Input data
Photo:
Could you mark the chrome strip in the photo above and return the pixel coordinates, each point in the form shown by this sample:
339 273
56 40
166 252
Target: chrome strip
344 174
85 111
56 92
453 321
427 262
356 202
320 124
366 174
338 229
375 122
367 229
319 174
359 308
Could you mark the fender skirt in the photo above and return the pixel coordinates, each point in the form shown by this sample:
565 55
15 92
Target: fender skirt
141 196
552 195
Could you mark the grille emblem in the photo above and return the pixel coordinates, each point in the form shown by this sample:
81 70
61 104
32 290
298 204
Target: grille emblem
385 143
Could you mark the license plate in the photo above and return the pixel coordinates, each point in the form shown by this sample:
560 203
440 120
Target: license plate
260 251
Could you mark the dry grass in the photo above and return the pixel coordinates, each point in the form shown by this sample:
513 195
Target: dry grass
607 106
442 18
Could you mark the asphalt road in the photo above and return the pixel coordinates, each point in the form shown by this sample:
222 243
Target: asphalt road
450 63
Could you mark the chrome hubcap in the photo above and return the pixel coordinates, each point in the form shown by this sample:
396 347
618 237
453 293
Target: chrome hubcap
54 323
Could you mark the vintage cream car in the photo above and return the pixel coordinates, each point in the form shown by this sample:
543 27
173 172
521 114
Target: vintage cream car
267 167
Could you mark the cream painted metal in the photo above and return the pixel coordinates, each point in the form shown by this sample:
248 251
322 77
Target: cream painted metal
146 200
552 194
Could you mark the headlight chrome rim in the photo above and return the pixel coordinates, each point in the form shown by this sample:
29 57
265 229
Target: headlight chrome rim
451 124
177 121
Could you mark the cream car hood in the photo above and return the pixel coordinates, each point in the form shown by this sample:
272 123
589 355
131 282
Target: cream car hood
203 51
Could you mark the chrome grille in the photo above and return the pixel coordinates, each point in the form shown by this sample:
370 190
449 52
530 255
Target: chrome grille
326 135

Task goal
Your task is to retype, exactly and only, the lines from the one with "Could you mark the chrome grille" through the final line above.

Exercise output
Could you mark the chrome grille in the photo above and return the pixel coordinates, each point in the form shown by this sample:
370 190
449 52
530 255
Target: chrome grille
326 135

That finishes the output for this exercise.